Home FOREIGN USA Today Editorial Describes President Trump As Unfit To Clean Obama’s Toilets

USA Today Editorial Describes President Trump As Unfit To Clean Obama’s Toilets

U.S President, Donald Trump
U.S President, Donald Trump

USA Today published a brutal editorial yesterday, Tuesday, after President Donald Trump had smeared Senator Kirten Gillirand by saying that “she would do anything for campaign contributions.”

“A president who had all but call a senator a whore is unfit to clean toilets in Obama’s presidential library or to shine George W. Bush’s shoes,” USA Today’s Editorial Board wrote, adding that Trump was clearly suggesting Gillibrand would trade sexual favors for campaign donations.

The board added that Trump is a “uniquely awful” person with “sickening behavior.” His tweet was a new low for a president redefining rock bottom, they wrote.

Gillibrand and her support were quick to respond. The New York senator tweeted that she would not be silenced by Trump, a person who brought shame upon the Oval Office.

After ripping Trump for his attack on Gillibrand, USA Today’s Editorial Board listed key instances when “Trump’s utter lack of morality, ethics and simple humanity” was on full display.

Read the editorial below:

Will Trump’s lows ever hit rock bottom?

• _Provided material_

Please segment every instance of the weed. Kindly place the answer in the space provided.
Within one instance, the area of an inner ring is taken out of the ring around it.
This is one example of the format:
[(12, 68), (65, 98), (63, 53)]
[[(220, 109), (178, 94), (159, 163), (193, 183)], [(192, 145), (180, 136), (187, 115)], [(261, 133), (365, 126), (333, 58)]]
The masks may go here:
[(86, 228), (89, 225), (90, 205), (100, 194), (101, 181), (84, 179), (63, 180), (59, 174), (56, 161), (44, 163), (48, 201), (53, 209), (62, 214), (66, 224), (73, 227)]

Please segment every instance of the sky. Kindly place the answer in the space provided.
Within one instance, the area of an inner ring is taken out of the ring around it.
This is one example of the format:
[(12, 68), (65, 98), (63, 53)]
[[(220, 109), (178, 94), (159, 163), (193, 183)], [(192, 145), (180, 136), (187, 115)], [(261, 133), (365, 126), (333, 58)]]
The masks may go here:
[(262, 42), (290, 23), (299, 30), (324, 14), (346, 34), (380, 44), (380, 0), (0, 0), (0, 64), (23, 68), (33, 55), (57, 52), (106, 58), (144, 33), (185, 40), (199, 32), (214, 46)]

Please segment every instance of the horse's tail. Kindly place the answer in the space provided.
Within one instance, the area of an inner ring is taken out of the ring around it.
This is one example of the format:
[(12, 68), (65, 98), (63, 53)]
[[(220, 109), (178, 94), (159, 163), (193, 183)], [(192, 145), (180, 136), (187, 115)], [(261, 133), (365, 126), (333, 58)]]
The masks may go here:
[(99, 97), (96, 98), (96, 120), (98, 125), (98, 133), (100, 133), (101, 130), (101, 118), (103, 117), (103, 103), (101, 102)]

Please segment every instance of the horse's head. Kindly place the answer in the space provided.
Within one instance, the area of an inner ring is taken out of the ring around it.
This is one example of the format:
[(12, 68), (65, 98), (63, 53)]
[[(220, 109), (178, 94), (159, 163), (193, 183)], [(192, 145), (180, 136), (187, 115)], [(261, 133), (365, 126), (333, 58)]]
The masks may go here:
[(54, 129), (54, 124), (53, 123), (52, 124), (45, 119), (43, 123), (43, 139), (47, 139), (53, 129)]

• _Jobs_
A. Translate this sentence from the USA Today editorial article into Spanish: "The board added that Trump is a “uniquely awful” person with “sickening behavior.”"
B. Write out the USA Today editorial article from "The board added" up to and including "on full display.", and switch "Oval Office" to "White House".
The listing plays no part in what comes next.

• _Written responses_
A. La junta añadió que Trump es una persona “excepcionalmente horrible” con un “comportamiento repugnante”.

B.
The board added that Trump is a “uniquely awful” person with “sickening behavior.” His tweet was a new low for a president redefining rock bottom, they wrote.

Gillibrand and her support were quick to respond. The New York senator tweeted that she would not be silenced by Trump, a person who brought shame upon the White House.

After ripping Trump for his attack on Gillibrand, USA Today’s Editorial Board listed key instances when “Trump’s utter lack of morality, ethics and simple humanity” was on full display.